• **Supplied data**:
☆ ☆ ☆ ☆ ☆ ☆ ☆
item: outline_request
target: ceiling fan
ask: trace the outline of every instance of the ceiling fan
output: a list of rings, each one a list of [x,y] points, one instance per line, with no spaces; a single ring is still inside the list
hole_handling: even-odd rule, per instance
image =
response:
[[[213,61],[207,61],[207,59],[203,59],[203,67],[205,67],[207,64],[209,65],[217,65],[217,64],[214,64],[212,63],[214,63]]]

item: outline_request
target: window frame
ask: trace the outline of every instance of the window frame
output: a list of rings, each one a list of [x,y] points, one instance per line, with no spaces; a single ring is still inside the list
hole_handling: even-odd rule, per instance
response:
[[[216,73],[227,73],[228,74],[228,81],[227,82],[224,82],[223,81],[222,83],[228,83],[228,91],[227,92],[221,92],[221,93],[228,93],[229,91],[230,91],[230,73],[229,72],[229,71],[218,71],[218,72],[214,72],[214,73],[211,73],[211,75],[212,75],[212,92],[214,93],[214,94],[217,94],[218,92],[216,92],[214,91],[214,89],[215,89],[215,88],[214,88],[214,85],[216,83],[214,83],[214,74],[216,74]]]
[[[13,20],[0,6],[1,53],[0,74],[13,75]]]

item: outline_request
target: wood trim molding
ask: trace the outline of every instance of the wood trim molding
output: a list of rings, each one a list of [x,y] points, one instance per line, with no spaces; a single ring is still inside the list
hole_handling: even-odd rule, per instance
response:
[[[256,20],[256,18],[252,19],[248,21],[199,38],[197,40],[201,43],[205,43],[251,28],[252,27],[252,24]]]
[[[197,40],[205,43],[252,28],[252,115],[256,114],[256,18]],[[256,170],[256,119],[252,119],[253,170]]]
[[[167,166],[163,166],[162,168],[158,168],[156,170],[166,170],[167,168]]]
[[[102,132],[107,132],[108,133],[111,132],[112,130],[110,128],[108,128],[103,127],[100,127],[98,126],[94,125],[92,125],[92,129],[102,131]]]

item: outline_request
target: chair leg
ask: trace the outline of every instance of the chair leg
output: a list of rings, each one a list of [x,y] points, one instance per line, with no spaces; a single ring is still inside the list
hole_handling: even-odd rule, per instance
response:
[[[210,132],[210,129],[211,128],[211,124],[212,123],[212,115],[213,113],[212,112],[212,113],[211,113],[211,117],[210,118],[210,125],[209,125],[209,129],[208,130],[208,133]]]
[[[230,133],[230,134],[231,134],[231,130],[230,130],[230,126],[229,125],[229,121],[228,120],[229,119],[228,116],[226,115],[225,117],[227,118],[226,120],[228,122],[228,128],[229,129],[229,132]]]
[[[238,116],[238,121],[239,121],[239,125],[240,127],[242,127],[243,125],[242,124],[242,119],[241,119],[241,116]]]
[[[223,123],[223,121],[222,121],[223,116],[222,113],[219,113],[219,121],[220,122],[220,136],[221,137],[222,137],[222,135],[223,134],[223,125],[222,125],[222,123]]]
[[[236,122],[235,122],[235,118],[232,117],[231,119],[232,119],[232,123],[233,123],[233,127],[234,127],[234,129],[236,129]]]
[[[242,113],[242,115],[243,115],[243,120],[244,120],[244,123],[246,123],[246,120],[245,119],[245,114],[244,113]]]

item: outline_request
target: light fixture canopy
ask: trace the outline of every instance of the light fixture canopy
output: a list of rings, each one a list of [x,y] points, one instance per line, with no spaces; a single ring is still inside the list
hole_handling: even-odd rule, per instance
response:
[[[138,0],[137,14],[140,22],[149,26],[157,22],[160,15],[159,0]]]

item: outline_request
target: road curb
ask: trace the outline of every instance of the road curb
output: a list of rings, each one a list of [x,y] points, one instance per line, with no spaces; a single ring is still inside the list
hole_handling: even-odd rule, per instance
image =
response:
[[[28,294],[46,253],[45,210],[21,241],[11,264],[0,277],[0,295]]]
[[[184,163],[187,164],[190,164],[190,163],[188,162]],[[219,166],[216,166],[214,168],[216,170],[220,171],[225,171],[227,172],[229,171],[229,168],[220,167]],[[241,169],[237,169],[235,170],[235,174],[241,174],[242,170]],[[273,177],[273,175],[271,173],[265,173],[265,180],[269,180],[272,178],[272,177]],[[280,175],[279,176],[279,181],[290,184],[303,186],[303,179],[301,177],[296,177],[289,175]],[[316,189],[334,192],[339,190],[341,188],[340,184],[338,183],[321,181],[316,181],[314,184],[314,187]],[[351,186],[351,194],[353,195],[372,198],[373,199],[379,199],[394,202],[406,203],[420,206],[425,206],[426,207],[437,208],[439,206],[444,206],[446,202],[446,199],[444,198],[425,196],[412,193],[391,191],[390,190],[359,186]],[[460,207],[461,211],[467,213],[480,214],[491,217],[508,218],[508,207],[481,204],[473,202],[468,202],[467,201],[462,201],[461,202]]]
☆ ☆ ☆ ☆ ☆ ☆ ☆
• **Stated exercise**: Reproduce the records from their first line through the line containing "[[[13,20],[0,6],[1,53],[0,74],[13,75]]]", inclusive, with every other line, requests included, left unchanged. Shift each coordinate in the answers by adding 59 to it.

• **Expected answer**:
item: outline_request
target: ceiling fan
ask: trace the outline of every instance of the ceiling fan
output: a list of rings, each one a list of [x,y] points, one instance per line, with no spaces; a single ring is still inside the list
hole_handling: even-odd rule, per instance
image =
response:
[[[272,120],[266,120],[266,118],[262,118],[262,126],[264,126],[266,123],[268,124],[276,124],[276,123],[273,123],[271,122],[273,122]]]

item: outline_request
target: window frame
ask: trace the outline of every instance of the window frame
output: a list of rings, each one a list of [x,y] points, one instance per line, with no spaces; a single ring is still inside the list
hole_handling: even-odd rule, per instance
response:
[[[275,132],[286,132],[287,133],[287,140],[286,141],[283,141],[282,140],[281,142],[287,142],[287,150],[286,151],[280,151],[280,152],[287,152],[288,150],[289,150],[289,132],[288,131],[288,130],[277,130],[277,131],[273,131],[273,132],[270,132],[270,134],[271,134],[271,151],[273,152],[273,153],[276,153],[277,151],[275,151],[273,150],[273,148],[274,148],[274,147],[273,147],[273,144],[275,142],[273,142],[273,133],[275,133]]]
[[[72,79],[59,65],[60,112],[59,133],[72,134]]]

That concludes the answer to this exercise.